[Your objective]:
Copy out each line of the data holding "query".

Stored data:

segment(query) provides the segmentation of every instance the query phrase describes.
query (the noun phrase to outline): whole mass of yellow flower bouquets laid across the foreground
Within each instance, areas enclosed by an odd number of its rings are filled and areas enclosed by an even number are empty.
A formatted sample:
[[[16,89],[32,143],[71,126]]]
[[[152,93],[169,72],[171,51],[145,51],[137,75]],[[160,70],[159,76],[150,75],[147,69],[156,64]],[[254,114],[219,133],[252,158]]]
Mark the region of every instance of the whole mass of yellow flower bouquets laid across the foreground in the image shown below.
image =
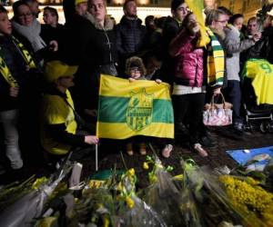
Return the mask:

[Solution to the problem]:
segment(query) provides the segmentation of every instance the query phrase describes.
query (the noun phrase to outline): whole mass of yellow flower bouquets laid across the foreground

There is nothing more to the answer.